-- PROVIDED ENTRIES follows --
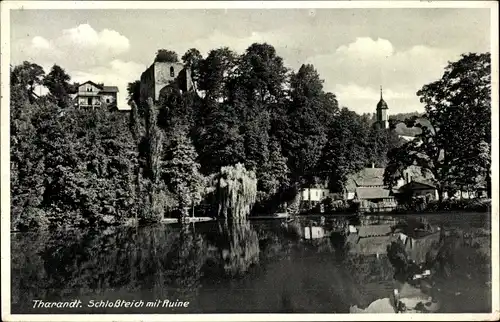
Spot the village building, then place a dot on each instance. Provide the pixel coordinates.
(314, 194)
(382, 113)
(161, 76)
(91, 95)
(415, 189)
(367, 187)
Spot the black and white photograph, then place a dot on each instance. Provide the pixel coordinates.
(242, 161)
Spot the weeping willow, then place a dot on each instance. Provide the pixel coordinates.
(236, 190)
(239, 247)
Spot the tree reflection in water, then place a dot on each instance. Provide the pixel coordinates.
(184, 262)
(237, 247)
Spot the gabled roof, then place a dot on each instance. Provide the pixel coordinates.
(374, 230)
(91, 82)
(367, 193)
(417, 185)
(367, 177)
(109, 89)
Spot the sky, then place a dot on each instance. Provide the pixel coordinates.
(355, 51)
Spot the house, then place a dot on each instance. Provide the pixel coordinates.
(374, 231)
(158, 78)
(91, 95)
(419, 189)
(367, 187)
(314, 194)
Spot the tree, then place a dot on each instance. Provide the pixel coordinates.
(57, 82)
(235, 191)
(28, 75)
(166, 56)
(306, 134)
(220, 142)
(274, 173)
(458, 108)
(26, 163)
(345, 150)
(216, 71)
(181, 171)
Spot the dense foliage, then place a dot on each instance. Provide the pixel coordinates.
(454, 146)
(283, 129)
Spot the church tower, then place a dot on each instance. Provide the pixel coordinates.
(382, 114)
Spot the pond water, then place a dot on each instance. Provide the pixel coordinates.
(218, 267)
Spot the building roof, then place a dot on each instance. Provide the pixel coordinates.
(371, 245)
(109, 89)
(374, 230)
(367, 193)
(382, 105)
(367, 177)
(417, 185)
(90, 82)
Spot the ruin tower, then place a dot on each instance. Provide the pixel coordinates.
(160, 75)
(382, 113)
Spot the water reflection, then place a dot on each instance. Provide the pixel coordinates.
(219, 266)
(235, 248)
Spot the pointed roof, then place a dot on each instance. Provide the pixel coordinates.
(382, 105)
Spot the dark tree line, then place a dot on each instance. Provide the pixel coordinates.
(454, 145)
(251, 132)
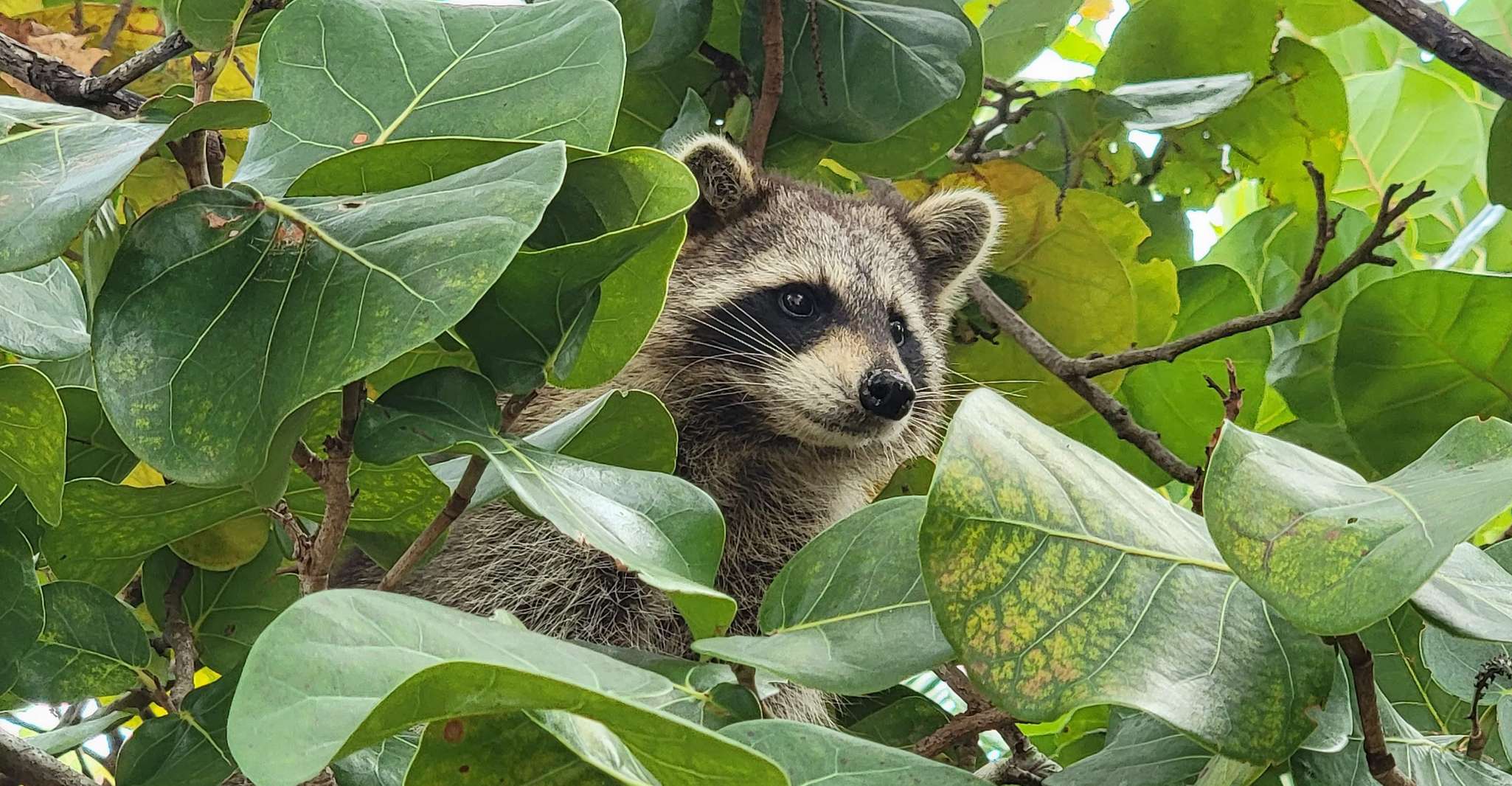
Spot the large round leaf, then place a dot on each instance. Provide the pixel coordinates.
(227, 310)
(43, 313)
(659, 526)
(812, 754)
(89, 646)
(1065, 582)
(881, 64)
(345, 669)
(55, 171)
(847, 614)
(1412, 366)
(32, 433)
(1333, 552)
(545, 72)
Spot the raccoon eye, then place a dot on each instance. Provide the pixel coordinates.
(797, 303)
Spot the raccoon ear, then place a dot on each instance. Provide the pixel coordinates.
(956, 232)
(726, 180)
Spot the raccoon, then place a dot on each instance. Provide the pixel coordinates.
(802, 354)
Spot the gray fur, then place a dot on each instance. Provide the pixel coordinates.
(747, 430)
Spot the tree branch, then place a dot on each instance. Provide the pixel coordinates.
(766, 109)
(35, 767)
(1450, 43)
(1378, 759)
(178, 636)
(1308, 286)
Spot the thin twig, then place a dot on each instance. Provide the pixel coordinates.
(1435, 32)
(178, 636)
(1310, 286)
(1378, 759)
(1499, 666)
(766, 111)
(35, 767)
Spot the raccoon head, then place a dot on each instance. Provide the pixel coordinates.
(802, 315)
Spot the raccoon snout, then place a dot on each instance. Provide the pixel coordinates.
(887, 394)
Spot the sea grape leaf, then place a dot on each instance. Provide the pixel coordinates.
(1145, 613)
(608, 210)
(91, 644)
(1471, 593)
(847, 614)
(58, 164)
(560, 77)
(1334, 554)
(43, 313)
(1018, 31)
(372, 664)
(185, 747)
(377, 274)
(811, 754)
(884, 64)
(659, 526)
(1417, 322)
(226, 610)
(32, 439)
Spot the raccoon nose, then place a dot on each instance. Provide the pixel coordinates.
(887, 394)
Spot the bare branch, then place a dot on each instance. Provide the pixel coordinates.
(178, 636)
(1435, 32)
(1378, 759)
(1310, 286)
(766, 109)
(35, 767)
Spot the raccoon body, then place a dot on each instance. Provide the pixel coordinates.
(802, 357)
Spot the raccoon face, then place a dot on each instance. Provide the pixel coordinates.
(803, 315)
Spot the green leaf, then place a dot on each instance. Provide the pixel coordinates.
(543, 747)
(372, 664)
(929, 138)
(380, 765)
(560, 77)
(1384, 153)
(1334, 554)
(1182, 102)
(1417, 322)
(1499, 159)
(608, 210)
(1165, 40)
(67, 738)
(659, 526)
(109, 529)
(226, 610)
(847, 614)
(815, 754)
(885, 64)
(32, 433)
(1018, 31)
(377, 280)
(43, 313)
(1402, 676)
(187, 747)
(661, 32)
(21, 617)
(209, 24)
(94, 449)
(217, 115)
(91, 644)
(1425, 761)
(1471, 593)
(1064, 582)
(58, 164)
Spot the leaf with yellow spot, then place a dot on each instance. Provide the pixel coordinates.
(1333, 552)
(1065, 582)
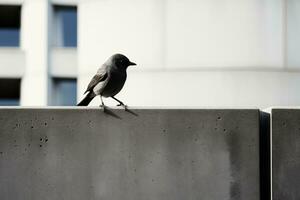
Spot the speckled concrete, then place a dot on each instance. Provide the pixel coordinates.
(157, 154)
(286, 154)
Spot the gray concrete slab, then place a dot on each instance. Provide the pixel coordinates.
(160, 154)
(286, 154)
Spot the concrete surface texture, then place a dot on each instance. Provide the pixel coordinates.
(160, 154)
(285, 154)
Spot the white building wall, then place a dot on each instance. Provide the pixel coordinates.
(192, 52)
(189, 53)
(34, 41)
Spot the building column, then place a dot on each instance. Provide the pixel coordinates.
(34, 41)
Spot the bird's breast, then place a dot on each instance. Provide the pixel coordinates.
(115, 84)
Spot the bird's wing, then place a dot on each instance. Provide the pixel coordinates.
(99, 77)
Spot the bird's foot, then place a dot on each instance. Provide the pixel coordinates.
(123, 105)
(103, 106)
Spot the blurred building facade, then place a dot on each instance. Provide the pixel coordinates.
(189, 53)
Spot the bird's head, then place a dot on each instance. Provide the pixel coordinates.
(121, 61)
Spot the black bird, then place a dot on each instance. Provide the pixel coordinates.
(109, 80)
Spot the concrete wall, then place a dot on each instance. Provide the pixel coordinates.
(285, 154)
(159, 154)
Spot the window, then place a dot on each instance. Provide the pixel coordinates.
(65, 26)
(10, 17)
(10, 92)
(64, 92)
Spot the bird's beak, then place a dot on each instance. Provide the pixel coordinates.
(132, 63)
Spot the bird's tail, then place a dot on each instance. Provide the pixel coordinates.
(86, 100)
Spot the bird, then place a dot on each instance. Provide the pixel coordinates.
(108, 81)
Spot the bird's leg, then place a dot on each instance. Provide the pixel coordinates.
(120, 102)
(102, 104)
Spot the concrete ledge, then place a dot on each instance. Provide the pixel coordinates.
(285, 154)
(159, 154)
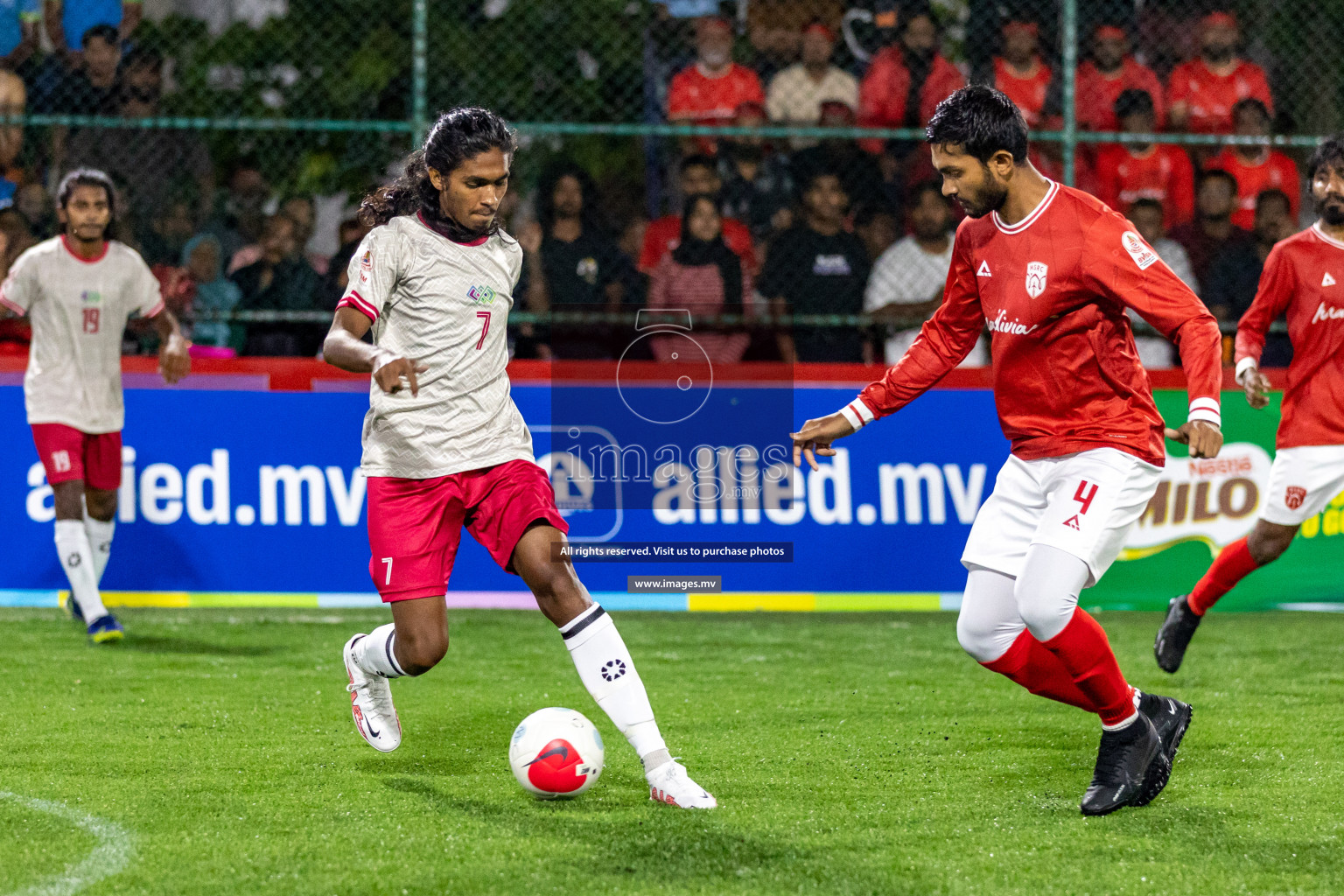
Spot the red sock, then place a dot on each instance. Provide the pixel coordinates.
(1040, 670)
(1233, 564)
(1085, 653)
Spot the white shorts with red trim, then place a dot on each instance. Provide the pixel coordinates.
(1303, 481)
(1083, 504)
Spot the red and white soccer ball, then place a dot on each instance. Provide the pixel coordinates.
(556, 752)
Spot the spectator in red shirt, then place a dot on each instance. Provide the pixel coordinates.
(1020, 73)
(699, 176)
(1256, 168)
(1201, 92)
(1130, 172)
(1109, 73)
(907, 80)
(710, 90)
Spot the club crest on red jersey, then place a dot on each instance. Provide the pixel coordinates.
(1037, 278)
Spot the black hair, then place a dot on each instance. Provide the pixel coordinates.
(1273, 192)
(87, 178)
(1329, 152)
(1133, 101)
(694, 253)
(142, 57)
(1148, 202)
(697, 160)
(1256, 105)
(546, 193)
(982, 121)
(458, 135)
(108, 32)
(1216, 173)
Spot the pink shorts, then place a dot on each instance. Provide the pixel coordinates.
(414, 526)
(70, 454)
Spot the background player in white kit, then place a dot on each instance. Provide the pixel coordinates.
(78, 289)
(1303, 278)
(445, 446)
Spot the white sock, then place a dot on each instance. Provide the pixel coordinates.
(374, 653)
(100, 539)
(608, 672)
(1123, 724)
(77, 560)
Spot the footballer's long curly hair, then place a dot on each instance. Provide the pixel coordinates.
(458, 135)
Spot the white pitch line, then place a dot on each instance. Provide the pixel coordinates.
(112, 855)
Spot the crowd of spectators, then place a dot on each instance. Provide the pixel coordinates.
(756, 226)
(843, 226)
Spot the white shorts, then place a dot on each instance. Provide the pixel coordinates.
(1083, 504)
(1301, 482)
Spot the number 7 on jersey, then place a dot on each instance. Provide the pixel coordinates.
(486, 328)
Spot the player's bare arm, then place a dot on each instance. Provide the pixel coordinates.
(344, 348)
(815, 438)
(173, 348)
(1203, 438)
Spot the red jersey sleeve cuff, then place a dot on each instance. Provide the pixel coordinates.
(858, 414)
(1208, 410)
(356, 301)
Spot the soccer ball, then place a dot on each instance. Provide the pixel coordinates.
(556, 752)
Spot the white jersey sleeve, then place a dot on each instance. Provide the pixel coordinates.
(20, 288)
(374, 271)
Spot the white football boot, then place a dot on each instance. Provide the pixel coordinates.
(371, 704)
(669, 783)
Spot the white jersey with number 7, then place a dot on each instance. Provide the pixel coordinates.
(445, 305)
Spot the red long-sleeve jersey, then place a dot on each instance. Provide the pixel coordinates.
(1053, 290)
(1304, 276)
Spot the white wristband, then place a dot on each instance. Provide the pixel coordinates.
(1208, 410)
(1245, 367)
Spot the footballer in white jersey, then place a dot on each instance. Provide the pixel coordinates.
(445, 448)
(78, 289)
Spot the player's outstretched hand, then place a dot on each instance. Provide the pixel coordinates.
(815, 438)
(1203, 438)
(1256, 388)
(398, 374)
(173, 359)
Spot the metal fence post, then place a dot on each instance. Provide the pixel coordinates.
(1070, 65)
(420, 47)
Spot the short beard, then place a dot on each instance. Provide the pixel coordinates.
(990, 199)
(1331, 210)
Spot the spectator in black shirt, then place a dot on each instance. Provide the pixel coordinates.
(1213, 228)
(570, 260)
(1234, 274)
(817, 268)
(281, 281)
(757, 186)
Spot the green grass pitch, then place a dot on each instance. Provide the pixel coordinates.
(851, 754)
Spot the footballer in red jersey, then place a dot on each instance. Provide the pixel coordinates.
(1053, 273)
(1303, 278)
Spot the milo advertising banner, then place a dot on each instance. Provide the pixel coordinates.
(1205, 504)
(252, 492)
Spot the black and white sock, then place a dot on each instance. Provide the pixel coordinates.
(374, 653)
(608, 672)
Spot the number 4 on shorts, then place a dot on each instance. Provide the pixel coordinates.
(1085, 494)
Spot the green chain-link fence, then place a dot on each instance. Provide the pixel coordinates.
(214, 116)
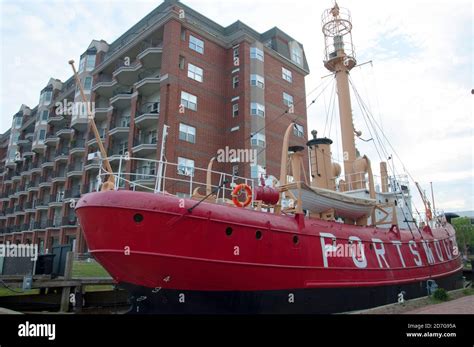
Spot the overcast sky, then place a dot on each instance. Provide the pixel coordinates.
(418, 87)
-- PROVIDED ENTRIES concluded --
* _WHAT YOU HAVE TO DO_
Leave the pictures out. Transcribe exactly the lines from the one with "Spot the green chain-link" through the end of the records.

* _REPLY_
Spot the green chain-link fence, then place a dot on each instance. Provide the pixel coordinates.
(214, 116)
Spot the overcast sky, then place a dot on each instance. Provide the pixel coordinates.
(418, 87)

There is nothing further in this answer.